### [Direction 1]
Output verbatim the lines of the records below, starting at the line that contains "Note: for every instance of the green" and ending at the final line of the records, both included.

### [Selected passage]
■ ■ ■

Let's import first the context for this chapter.

In [1]:
from context import *

Let's put ourselves in an scenario - that you've probably been in before. Imagine you are changing a large piece of legacy code that's not well structured, introducing many changes at once, trying to keep in your head all the bits and pieces that need to be modified to make it all work again. And suddenly, your officemate comes and ask you to go for coffee... and you've lost all track of what you had in your head and need to start again.

Instead of doing so, we could use a more robust approach to go from nasty ugly code to clean code in a safer way.

Refactoring

To refactor is to:

  • Make a change to the design of some software
  • Which improves the structure or readability
  • But which leaves the actual behaviour of the program completely unchanged.

■ ■ ■

### [Object position labeling entries]
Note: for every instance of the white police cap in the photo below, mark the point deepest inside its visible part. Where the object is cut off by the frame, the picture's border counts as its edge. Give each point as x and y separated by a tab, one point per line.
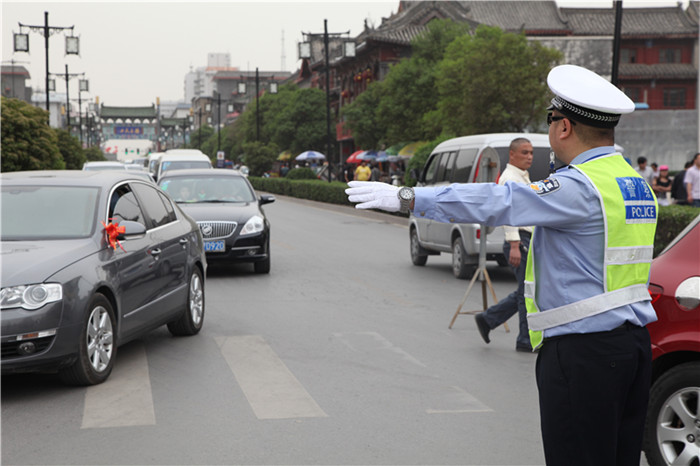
584	96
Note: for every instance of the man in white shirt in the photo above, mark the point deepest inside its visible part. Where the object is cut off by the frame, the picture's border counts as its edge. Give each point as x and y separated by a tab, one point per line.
692	182
515	249
645	170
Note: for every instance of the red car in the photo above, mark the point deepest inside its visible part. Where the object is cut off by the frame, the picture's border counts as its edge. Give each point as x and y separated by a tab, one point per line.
672	433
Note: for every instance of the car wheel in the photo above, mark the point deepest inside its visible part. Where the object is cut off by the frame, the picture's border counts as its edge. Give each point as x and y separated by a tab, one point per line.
673	418
459	268
264	265
190	322
97	349
417	256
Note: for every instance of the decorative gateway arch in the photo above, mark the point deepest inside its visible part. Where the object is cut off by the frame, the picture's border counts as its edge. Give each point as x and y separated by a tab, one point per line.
132	132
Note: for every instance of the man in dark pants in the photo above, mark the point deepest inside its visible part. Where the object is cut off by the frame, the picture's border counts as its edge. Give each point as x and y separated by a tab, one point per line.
587	270
515	246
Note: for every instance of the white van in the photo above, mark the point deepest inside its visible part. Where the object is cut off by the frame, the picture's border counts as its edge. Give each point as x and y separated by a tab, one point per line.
469	159
178	159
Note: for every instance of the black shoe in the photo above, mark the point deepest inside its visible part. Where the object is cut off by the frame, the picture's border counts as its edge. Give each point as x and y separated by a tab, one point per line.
483	327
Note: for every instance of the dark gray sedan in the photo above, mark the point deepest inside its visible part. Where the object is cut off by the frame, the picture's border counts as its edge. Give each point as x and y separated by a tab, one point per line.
229	213
91	260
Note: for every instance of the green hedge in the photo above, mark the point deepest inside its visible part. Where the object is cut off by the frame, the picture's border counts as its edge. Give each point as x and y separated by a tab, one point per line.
672	219
315	190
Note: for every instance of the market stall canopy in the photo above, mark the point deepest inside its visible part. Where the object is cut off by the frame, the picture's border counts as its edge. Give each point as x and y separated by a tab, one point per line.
409	149
310	155
360	155
394	150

■ ■ ■

### [Direction 2]
Return the entire passage on refactoring above, word for word.

### [Exercise output 1]
Note: for every instance of the green hedge in the photo above, mark the point deepest inside its visible part. Where the object is cut off by the frame, the picture's border counts as its edge. Give each point as x and y separated by a tab, one point per line.
672	219
315	190
Note: for every instance of the market stall canopy in the photo above, mark the point deepest inside its visible part. Where the object is cut off by the frame, the picture's border counts as its edge. Give each point as x and y separated by a tab, one point per line.
409	149
310	155
360	155
394	150

### [Exercise output 2]
Let's import first the context for this chapter.

In [1]:
from context import *

Let's put ourselves in an scenario - that you've probably been in before. Imagine you are changing a large piece of legacy code that's not well structured, introducing many changes at once, trying to keep in your head all the bits and pieces that need to be modified to make it all work again. And suddenly, your officemate comes and ask you to go for coffee... and you've lost all track of what you had in your head and need to start again.

Instead of doing so, we could use a more robust approach to go from nasty ugly code to clean code in a safer way.

Refactoring

To refactor is to:

  • Make a change to the design of some software
  • Which improves the structure or readability
  • But which leaves the actual behaviour of the program completely unchanged.